(What this task involves):
Please revise the material below by changing every "Pointer output" to "Marker list" and keeping all other text the same. Omit the pictures from your answer.

(Rows):
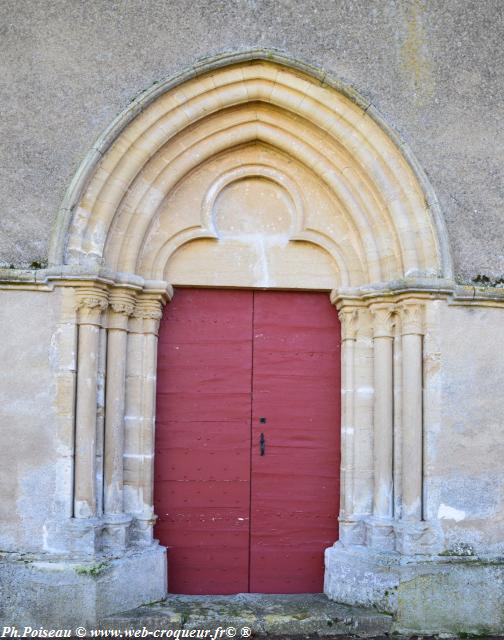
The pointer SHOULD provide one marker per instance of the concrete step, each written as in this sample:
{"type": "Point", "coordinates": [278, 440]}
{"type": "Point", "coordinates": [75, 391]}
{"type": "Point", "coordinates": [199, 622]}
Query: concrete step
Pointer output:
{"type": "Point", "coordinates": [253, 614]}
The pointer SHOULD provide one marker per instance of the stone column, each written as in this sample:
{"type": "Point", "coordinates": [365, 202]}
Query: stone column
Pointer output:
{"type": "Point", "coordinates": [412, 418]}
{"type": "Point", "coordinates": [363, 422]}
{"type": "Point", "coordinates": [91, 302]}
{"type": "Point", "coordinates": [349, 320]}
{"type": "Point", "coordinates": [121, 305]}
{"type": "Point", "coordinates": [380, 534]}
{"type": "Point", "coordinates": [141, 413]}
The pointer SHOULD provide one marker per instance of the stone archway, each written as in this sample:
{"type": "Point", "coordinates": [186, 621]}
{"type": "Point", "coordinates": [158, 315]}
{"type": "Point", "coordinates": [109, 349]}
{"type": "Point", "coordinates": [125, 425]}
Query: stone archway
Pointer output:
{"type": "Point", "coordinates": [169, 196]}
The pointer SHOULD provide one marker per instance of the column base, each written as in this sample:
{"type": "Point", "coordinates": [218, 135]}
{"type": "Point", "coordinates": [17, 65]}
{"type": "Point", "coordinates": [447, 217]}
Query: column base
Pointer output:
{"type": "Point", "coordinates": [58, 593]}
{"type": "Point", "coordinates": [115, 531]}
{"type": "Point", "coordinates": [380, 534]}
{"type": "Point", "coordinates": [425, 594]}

(Finished exercise):
The pointer SHOULD provide one marker per instance of the concrete step, each written as in this sample:
{"type": "Point", "coordinates": [278, 440]}
{"type": "Point", "coordinates": [75, 391]}
{"type": "Point", "coordinates": [199, 622]}
Query: concrete step
Marker list:
{"type": "Point", "coordinates": [253, 614]}
The pointer SHOULD provide one marker per instance of the stone column, each written as in this sample:
{"type": "Point", "coordinates": [365, 202]}
Query: stone column
Marker list:
{"type": "Point", "coordinates": [412, 418]}
{"type": "Point", "coordinates": [363, 422]}
{"type": "Point", "coordinates": [91, 302]}
{"type": "Point", "coordinates": [349, 320]}
{"type": "Point", "coordinates": [121, 305]}
{"type": "Point", "coordinates": [380, 534]}
{"type": "Point", "coordinates": [141, 413]}
The pointer SHOULD provide one marker per instance of the stone archway, each written as in this sample:
{"type": "Point", "coordinates": [186, 621]}
{"type": "Point", "coordinates": [158, 315]}
{"type": "Point", "coordinates": [109, 349]}
{"type": "Point", "coordinates": [125, 425]}
Query: stone archway
Marker list:
{"type": "Point", "coordinates": [169, 196]}
The pointer SHOULD provide one marker per instance of the column base, each written as in this sample:
{"type": "Point", "coordinates": [218, 135]}
{"type": "Point", "coordinates": [17, 65]}
{"type": "Point", "coordinates": [447, 217]}
Query: column base
Marker list:
{"type": "Point", "coordinates": [58, 593]}
{"type": "Point", "coordinates": [115, 531]}
{"type": "Point", "coordinates": [380, 534]}
{"type": "Point", "coordinates": [425, 594]}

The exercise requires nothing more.